National Oceanic and Atmospheric Administration

50 CFR Part 679

[I.D. 110805A]
RIN 0648-AT92


Fisheries of the Exclusive Economic Zone Off Alaska; Total 
Allowable Catch Amounts for ``Other Species'' in the Groundfish 
Fisheries of the Gulf of Alaska

AGENCY: National Marine Fisheries Service (NMFS), National Oceanic and 
Atmospheric Administration (NOAA), Commerce.

ACTION: Notice of availability; request for comments.

-----------------------------------------------------------------------

SUMMARY: The North Pacific Fishery Management Council (Council) has 
submitted Amendment 69 to the Fishery Management Plan for Groundfish of 
the Gulf of Alaska (FMP). If approved, Amendment 69 would amend the 
manner in which the total allowable catch (TAC) for the ``other 
species'' complex is annually determined in the Gulf of Alaska (GOA). 
As part of the annual harvest specifications, the Council would 
recommend a TAC amount for the ``other species'' complex at a level 
less than or equal to 5 percent of the sum of the TACs for the 
remaining groundfish species and complexes in the GOA. This action 
would allow conservation and management of species within the ``other 
species'' category and is intended to promote the goals and objectives 
of the Magnuson-Stevens Fishery Conservation and Management Act 
(Magnuson-Stevens Act), the FMP, and other applicable laws. Comments 
from the public are welcome.

DATES: Comments on the amendment must be received on or before January 
17, 2006.

ADDRESSES: Send comments to Sue Salveson, Assistant Regional 
Administrator, Sustainable Fisheries Division, Alaska Region, NMFS, 
Attn:

[[Page 69506]]

Lori Durall. Comments may be submitted by:
     E-mail: 0648-AT92-NOA-GOA69@noaa.gov. Include in the 
subject line the following document identifier: GOA 69 NOA. E-mail 
comments, with or without attachments, are limited to 5 megabytes.
     Webform at the Federal e-Rulemaking portal: http://
www.regulations.gov. Follow the instructions for submitting comments.
     Mail: P.O. Box 21668, Juneau, AK 99802.
     Hand delivery: 709 West 9th Street, Room 420A, Juneau, AK.
     Fax: 907-586-7557.
    Copies of Amendment 69 and the Environmental Assessment/Regulatory 
Impact Review/Initial Regulatory Flexibility Analysis (EA/RIR/IRFA) for 
the amendment may be obtained from the mailing address specified above 
or from the Alaska Region NMFS website at www.fakr.noaa.gov.

FOR FURTHER INFORMATION CONTACT: Tom Pearson, 907-481-1780 or 
tom.pearson@noaa.gov.

SUPPLEMENTARY INFORMATION: The Magnuson-Stevens Act requires that each 
Regional Fishery Management Council submit any FMP amendment it 
prepares to NMFS for review and approval, disapproval, or partial 
approval. The Magnuson-Stevens Act also requires that NMFS, upon 
receiving an FMP amendment, immediately publish a notice in the Federal 
Register that the amendment is available for public review and comment.
    Amendment 69 was unanimously adopted by the Council in June 2005. 
If approved by NMFS, this amendment would allow the Council, as part of 
its annual harvest specifications process, to recommend a TAC amount 
for the ``other species'' complex at a level less than or equal to 5 
percent of the sum of TACs for the remaining groundfish species and 
complexes in the GOA. This amendment is an interim step to conserve and 
manage the ``other species'' resource in the GOA until the Council 
develops a more comprehensive plan to modify the management of target 
and non-target species in the GOA.

________

[WHAT YOU WILL DO]
**1.** In the Gulf of Alaska fishery notice, why does NMFS publish a Federal Register notice about Amendment 69? Explain in one to three sentences.
**2.** Write the next part of the Gulf of Alaska fishery notice, starting right after its last sentence.

[RAW DATA]

________

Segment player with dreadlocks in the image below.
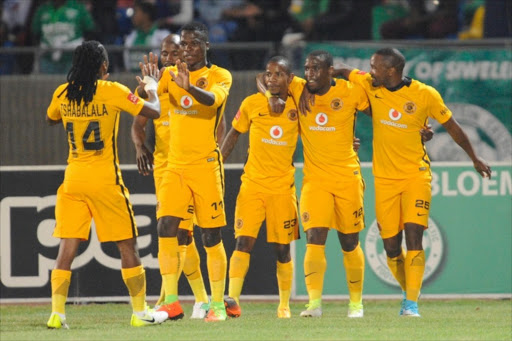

________

[REPLIES]
**1.** The Magnuson-Stevens Act requires NMFS to publish a Federal Register notice as soon as it receives an FMP amendment, saying the amendment is available for public review and comment. The Council submitted Amendment 69 to NMFS, so NMFS published this notice.

**2.**
Background on ``Other Species'' Management

    The ``other species'' complex has evolved via a series of 
amendments to the GOA FMP. Amendment 15 to the FMP was implemented in 
1987 (52 FR 7868, March 13, 1987); this amendment continued to define 
``other species'' as species that have ``only slight economic value and 
are not generally targeted upon, but which are either significant 
components of the ecosystem or have economic potential.'' The TAC for 
the ``other species'' complex was established as 5 percent of the TACs 
for all target species. At this time the ``other species'' complex 
included sculpins, sharks, skates, eulachon, smelts, capelin, and 
octopi. In 1988, Atka mackerel and squid were added to the complex.
    In 1992 the entire TAC of ``other species'' was harvested by GOA 
vessels targeting a single species, Atka mackerel. Because the Council 
believed that harvests of Atka mackerel could not be sustained at that 
level, the Council removed Atka mackerel from the ``other species'' 
complex in 1993 so that they could be conserved and managed as a 
separate target species.
    In 1998, Amendment 39 defined a forage fish category in the FMP (63 
FR 13798, March 23, 1998). Important prey species were included in this 
category. The forage fish category contains species that were formerly 
included in the ``other species'' complex, including species of 
eulachon, capelin, and smelts. NMFS implemented regulations that 
prohibited directed fishing on forage fish and established a maximum 
retainable amount (MRA) of 2 percent.
    In 2003, conservation concerns were again raised regarding a 
developing skate fishery. The primary concern was the inability of 
inseason management to allow for some directed fishing, and still 
adequately protect skate stocks while these species were within the 
larger ``other species'' complex. In 2004, Amendment 63 to the GOA FMP 
removed skates from the ``other species'' complex and placed them in a 
target category (69 FR 26313, May 12, 2004).
    The ``other species'' complex currently contains the following 
species groups: squids, sculpins, sharks, and octopi. As currently 
configured, the ``other species'' complex is open to directed fishing 
after the anticipated amount of incidental catch needs in other 
directed groundfish fisheries has been subtracted, up to the TAC for 
the complex. From 1997 to 2002, the TAC for ``other species'' has 
ranged from 11,330 mt to 15,570 mt, while the incidental catch of 
``other species'' in other directed groundfish fisheries averaged 2,124 
mt.
    Conservation concerns have developed with the removal of several 
species over time from the ``other species'' complex. The primary basis 
of these concerns is the way the ``other species'' TAC is calculated.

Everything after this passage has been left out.